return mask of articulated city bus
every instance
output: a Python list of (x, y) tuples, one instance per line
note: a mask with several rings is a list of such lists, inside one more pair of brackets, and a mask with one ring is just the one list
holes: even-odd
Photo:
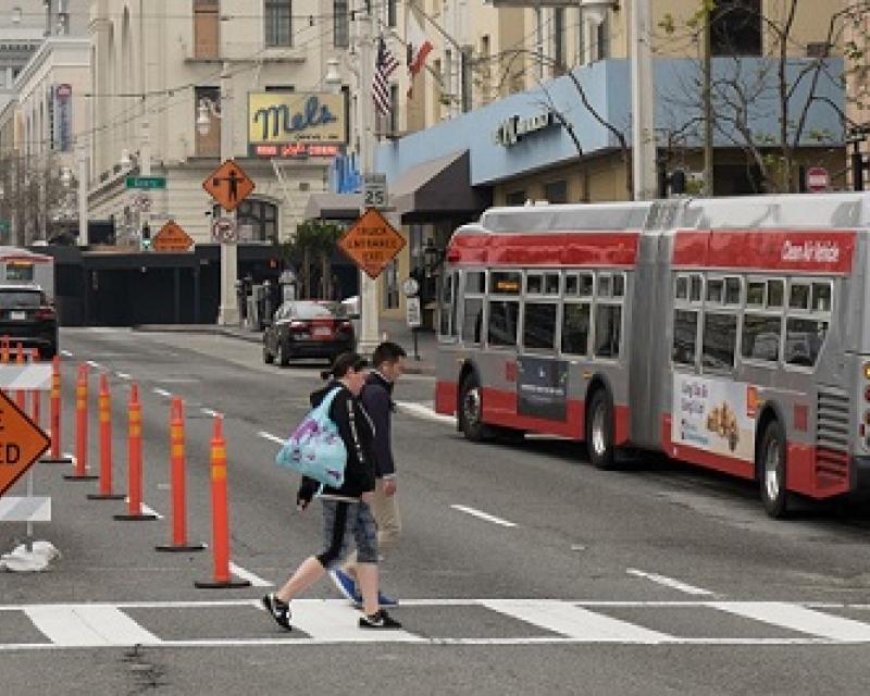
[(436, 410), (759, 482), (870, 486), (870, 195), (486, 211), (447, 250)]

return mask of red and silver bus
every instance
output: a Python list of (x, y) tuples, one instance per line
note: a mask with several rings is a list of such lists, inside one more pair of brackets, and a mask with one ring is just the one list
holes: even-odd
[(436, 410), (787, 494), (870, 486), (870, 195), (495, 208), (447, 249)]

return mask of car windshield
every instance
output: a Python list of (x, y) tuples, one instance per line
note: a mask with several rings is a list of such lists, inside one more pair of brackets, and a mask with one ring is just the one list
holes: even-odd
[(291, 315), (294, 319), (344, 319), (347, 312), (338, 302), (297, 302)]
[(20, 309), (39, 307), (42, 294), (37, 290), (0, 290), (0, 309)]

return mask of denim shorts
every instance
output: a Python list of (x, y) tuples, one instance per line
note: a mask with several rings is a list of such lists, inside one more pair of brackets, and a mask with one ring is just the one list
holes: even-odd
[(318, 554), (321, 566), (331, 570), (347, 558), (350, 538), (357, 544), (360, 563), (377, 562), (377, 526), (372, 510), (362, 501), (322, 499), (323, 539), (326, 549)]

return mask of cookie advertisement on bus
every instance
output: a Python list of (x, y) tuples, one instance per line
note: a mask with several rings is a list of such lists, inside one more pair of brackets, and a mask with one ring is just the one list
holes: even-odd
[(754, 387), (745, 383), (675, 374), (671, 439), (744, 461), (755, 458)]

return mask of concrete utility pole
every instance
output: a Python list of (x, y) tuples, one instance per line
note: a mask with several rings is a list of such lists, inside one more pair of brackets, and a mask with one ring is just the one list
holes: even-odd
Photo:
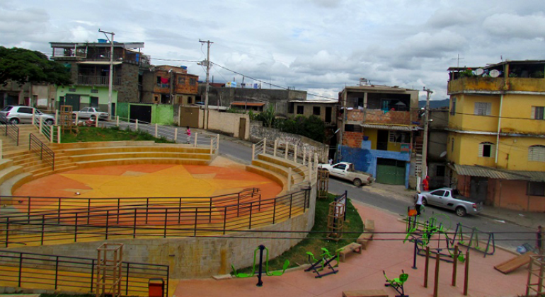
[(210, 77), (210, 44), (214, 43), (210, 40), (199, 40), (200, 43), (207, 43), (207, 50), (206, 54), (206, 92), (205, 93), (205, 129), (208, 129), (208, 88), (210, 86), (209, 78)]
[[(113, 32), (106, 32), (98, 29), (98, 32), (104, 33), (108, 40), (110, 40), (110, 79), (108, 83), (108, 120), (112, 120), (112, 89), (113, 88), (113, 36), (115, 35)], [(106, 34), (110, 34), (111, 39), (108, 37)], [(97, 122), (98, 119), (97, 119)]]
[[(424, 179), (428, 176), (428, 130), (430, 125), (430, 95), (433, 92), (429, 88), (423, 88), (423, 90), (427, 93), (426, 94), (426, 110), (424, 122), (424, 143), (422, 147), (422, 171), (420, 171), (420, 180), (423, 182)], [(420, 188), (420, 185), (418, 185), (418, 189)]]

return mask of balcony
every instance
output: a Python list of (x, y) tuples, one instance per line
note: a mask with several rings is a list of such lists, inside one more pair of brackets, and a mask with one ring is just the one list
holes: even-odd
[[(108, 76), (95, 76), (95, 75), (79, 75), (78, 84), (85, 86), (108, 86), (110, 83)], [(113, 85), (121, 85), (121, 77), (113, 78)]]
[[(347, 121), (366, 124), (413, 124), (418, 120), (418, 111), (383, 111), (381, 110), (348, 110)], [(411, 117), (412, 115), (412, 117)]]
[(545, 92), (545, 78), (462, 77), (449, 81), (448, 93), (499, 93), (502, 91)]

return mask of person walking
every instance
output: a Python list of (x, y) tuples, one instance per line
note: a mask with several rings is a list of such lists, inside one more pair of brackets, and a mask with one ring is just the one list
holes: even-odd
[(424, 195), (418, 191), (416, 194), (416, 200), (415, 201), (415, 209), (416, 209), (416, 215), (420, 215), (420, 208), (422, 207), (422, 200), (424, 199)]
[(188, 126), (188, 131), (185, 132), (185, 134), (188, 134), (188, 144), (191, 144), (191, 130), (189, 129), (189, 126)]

_ _ _

== Problem requirements ==
Convert the material from its first line through the line containing "208), (447, 249)]" into a JSON list of strings, one string per line. Skip blank lines and leave out the pictures.

== Output below ==
[
  "return mask of articulated city bus",
  "every instance",
  "output: a Python list of (x, y) tuples, one instance per line",
  "note: a mask with several rings is a list of such lists, inside one more pair of brackets, and a mask with one ring is just the one list",
  "holes: even-odd",
  "Photo:",
  "[(436, 410), (759, 482), (870, 486), (870, 195), (486, 211), (447, 250)]",
  "return mask of red and silver bus",
  "every instance",
  "output: a Python list of (x, y) tuples, one instance per line",
  "note: a mask with several rings is a list of such lists, inside one more pair of brackets, and a mask with one ring is just the one list",
  "holes: even-odd",
  "[(436, 410), (787, 494), (870, 486), (870, 195), (495, 208), (447, 249)]"
]